▶ **Questions to answer**:
**a.** In the Genesis reflection, at what age did Abraham have to pick up and move?
**b.** Rewrite the part of the Genesis reflection that opens with the words containing "God's sudden move" and closes with "you (Genesis 12:3).", changing "universal" to "worldwide".
**c.** For each statement, say whether it agrees with the Genesis reflection: (i) The daily Mass readings from Genesis fell in the 12th, 13th, and 14th weeks of Ordinary Time. (ii) The Lectionary presents the patriarchs' story without leaving anything out. (iii) Jacob favored Joseph over his brothers.

▶ **Source extract**:
⁂
Saturday, July 15, 2017

What a Family!

These past three weeks (in churchspeak, the 12th, 13th, and 14th weeks of Ordinary Time), the Old Testament reading at daily Mass has been taken from the biblical book of Genesis. The readings have recounted the amazing family story of the patriarchs - from God's initial call of Abram in Genesis 12 to today's account of Israel's settlement in Egypt and the deaths of Jacob and Joseph in Genesis 50. 

As is so often the case with the Lectionary, large sections of the story are omitted - even at times within particular pericopes. So, for example, a week ago Friday the reading strung together several excerpts from Genesis 23 and 24, mentioning the death of Sarah, then Abraham's plan to marry his son to a relative from back where he came from, and then jumping ahead to Rebekah's arrival and marriage to Isaac. In the process, of course, a lot of the family story's details get left out. The omissions obviously make the story harder to follow. But, even considering all the omissions, it remains a fascinating story of history's most famous family.

God's sudden move in Genesis 12 to call Abram (soon to be renamed Abraham) marked a shift from the universal primeval history of Genesis 1-11 to a new focus, centering salvation history in the story of one family - Abraham and his descendants, through whom, in Jesus, the promise would be finally fulfilled, that All the communities of the earth shall find blessing in you (Genesis 12:3).

Abraham has rightly been exalted (e.g., in Romans., Galatians, and Hebrews) as a paragon of faith. There is much that is edifying in the story of Abraham's readiness to respond to the Lord's call and to trust in God's promise, even at the cost of having to pick up and move (at the age of 75 - the age at which we nowadays compel bishops to retire). God famously tested Abraham's faith in the promise when he asked him to sacrifice Isaac (through whom the promise was supposed to be fulfilled), and Abraham passed that extreme test. 

All that having been said, still the story of the patriarchal family stands out as much for its strange and seemingly unedifying aspects as for its edifying ones. There is, of course, Abraham's lying about Sarah. Then there is Isaac's seemingly frivolous way of awarding his final blessing, Jacob's cheating to get it, and his mother Rebekah's collusion with her favorite son in what certainly seems like an impious act of deceiving his father (as well as cheating his brother). Jacob himself turned out to be an even less successful parent - favoring Joseph over his brothers, provoking their jealousy and thus causing them to try to kill him. That all of this providentially made Joseph everyone's savior in the subsequent famine highlights God's ongoing commitment to this family and his ability to bring about blessing for many others as well, even in spite of repeated human misbehavior and chronic familial dysfunction. But it does not hide that repeated misbehavior and chronic dysfunction from our notice.

Just as well! For the biblical story is not intended for perfect families such as only exist on Norman Rockwell magazine covers, but about actual struggling people and their consequently flawed families - the regular folks who might be inspired by the Rockwell cover and aspire to imitate its idealized image, but most likely fall far short of it (although are nonetheless better off for aspiring)..

Most of us may feel we fall short of the ideal embodied by Abraham's faith-inspired move to Canaan at 75, but we may find much more to identify with in the more mundane struggles of the patriarchal family, though which we too may aspire to the faith of Abraham and its abundance of blessing.
⁂
Extracted data entries:
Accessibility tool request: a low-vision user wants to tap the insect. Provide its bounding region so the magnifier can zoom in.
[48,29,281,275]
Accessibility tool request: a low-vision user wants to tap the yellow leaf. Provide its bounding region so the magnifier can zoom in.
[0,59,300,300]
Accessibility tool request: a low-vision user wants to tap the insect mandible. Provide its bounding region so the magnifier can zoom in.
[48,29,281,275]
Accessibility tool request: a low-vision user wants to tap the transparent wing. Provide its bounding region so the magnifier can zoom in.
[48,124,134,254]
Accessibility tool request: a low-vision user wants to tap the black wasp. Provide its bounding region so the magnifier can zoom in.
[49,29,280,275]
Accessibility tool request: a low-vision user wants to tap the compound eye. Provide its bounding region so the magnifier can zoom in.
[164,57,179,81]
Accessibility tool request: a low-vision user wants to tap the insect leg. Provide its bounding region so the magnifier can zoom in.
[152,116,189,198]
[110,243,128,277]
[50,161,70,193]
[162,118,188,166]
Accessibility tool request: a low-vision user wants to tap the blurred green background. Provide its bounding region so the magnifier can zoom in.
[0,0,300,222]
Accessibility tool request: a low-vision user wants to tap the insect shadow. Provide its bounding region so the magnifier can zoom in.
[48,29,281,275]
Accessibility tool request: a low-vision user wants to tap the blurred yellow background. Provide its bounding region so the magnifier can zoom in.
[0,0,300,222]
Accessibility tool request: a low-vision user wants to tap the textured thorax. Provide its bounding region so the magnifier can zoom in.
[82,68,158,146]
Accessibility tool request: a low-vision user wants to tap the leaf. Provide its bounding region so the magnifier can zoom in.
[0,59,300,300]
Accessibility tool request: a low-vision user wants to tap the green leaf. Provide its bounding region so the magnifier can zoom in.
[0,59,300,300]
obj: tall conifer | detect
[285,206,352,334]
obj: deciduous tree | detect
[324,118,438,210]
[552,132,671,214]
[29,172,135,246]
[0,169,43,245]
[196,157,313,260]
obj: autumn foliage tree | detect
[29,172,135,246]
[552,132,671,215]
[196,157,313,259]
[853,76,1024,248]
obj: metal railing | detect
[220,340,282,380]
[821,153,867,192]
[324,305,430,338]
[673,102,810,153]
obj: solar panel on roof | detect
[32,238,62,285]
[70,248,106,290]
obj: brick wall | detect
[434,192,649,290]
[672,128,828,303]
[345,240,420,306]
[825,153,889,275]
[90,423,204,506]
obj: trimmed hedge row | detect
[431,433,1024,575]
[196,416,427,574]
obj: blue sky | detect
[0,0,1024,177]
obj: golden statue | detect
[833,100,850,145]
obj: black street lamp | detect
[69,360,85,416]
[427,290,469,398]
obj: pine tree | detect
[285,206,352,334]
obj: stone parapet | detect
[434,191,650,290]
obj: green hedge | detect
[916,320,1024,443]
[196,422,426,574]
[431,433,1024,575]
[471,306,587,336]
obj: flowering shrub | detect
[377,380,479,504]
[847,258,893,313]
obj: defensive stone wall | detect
⁂
▶ **Task results**:
**a.** At the age of 75.

**b.**
God's sudden move in Genesis 12 to call Abram (soon to be renamed Abraham) marked a shift from the worldwide primeval history of Genesis 1-11 to a new focus, centering salvation history in the story of one family - Abraham and his descendants, through whom, in Jesus, the promise would be finally fulfilled, that All the communities of the earth shall find blessing in you (Genesis 12:3).

**c.**
(i) Yes: "in churchspeak, the 12th, 13th, and 14th weeks of Ordinary Time"
(ii) No: "large sections of the story are omitted"
(iii) Yes: "favoring Joseph over his brothers"